#### Selected text
Ackerman is undaunted.

"This is a promise that we're making to these children and their families that we're going to give them a quality education," she said. "They don't have to wait for generations more to see change. It's a renewed opportunity for this school district to do right by these communities."

Ethel Allen principal Woolworth V. Davis understands why some people need persuading.

But he plans on winning them over.

"You have to show people that this is different. You have to give them evidence," said Davis, a veteran administrator who left Carnell, a 1,500-student school in the lower Northeast, for the 324-student school on West Lehigh Avenue.

There are miles to go. Just 5 percent of Ethel Allen fifth graders read at grade level. On a visit to the school in the spring, "there were kids everywhere - in the hallways, in the lunchroom," Davis said.

Ten of its 19 teachers are new to the school.

Promise Academies were permitted to keep no more than half of their teaching staffs. Districtwide, 72 percent of Promise Academy teachers were newly assigned to their schools, and 53 percent are new to the district.

Although parents will be given opportunities - including the chance to sit in on their children's tutoring, a dedicated parent resource room, and on-site parent-only classes - Davis also demands that they step up to the plate.

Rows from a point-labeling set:
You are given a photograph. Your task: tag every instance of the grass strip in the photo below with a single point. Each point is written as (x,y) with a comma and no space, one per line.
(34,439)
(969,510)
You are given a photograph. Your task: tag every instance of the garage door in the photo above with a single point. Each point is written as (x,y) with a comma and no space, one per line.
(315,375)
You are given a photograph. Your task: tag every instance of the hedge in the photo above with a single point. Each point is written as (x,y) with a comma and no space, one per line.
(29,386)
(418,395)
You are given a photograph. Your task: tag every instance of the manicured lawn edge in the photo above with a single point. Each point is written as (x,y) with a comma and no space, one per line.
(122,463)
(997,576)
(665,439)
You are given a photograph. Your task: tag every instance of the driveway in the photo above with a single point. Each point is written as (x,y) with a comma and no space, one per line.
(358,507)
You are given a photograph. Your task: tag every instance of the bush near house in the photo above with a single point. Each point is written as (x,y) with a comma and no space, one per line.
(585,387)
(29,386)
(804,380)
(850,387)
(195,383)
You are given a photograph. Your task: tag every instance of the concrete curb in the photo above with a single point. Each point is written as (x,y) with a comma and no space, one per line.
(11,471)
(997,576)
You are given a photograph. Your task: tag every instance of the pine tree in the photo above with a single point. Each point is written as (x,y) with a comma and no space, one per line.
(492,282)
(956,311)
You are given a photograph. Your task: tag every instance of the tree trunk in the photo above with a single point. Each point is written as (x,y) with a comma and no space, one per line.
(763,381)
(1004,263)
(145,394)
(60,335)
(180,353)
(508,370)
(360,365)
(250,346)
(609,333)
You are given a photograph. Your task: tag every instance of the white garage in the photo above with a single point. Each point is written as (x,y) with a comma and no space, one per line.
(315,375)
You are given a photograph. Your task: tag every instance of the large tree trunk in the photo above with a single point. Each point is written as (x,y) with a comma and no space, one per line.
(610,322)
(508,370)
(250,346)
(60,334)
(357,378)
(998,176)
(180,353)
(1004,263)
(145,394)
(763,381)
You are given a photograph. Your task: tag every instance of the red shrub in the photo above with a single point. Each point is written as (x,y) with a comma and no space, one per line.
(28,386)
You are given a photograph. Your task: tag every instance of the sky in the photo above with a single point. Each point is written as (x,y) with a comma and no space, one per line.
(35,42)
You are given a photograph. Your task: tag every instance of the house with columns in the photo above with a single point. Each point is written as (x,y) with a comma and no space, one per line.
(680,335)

#### Direction
Repeat the part of the article on Ethel Allen starting with "Ethel Allen principal" and going on through "West Lehigh Avenue.". The rows can be left aside, since nothing here depends on them.

#### Finished task
Ethel Allen principal Woolworth V. Davis understands why some people need persuading.

But he plans on winning them over.

"You have to show people that this is different. You have to give them evidence," said Davis, a veteran administrator who left Carnell, a 1,500-student school in the lower Northeast, for the 324-student school on West Lehigh Avenue.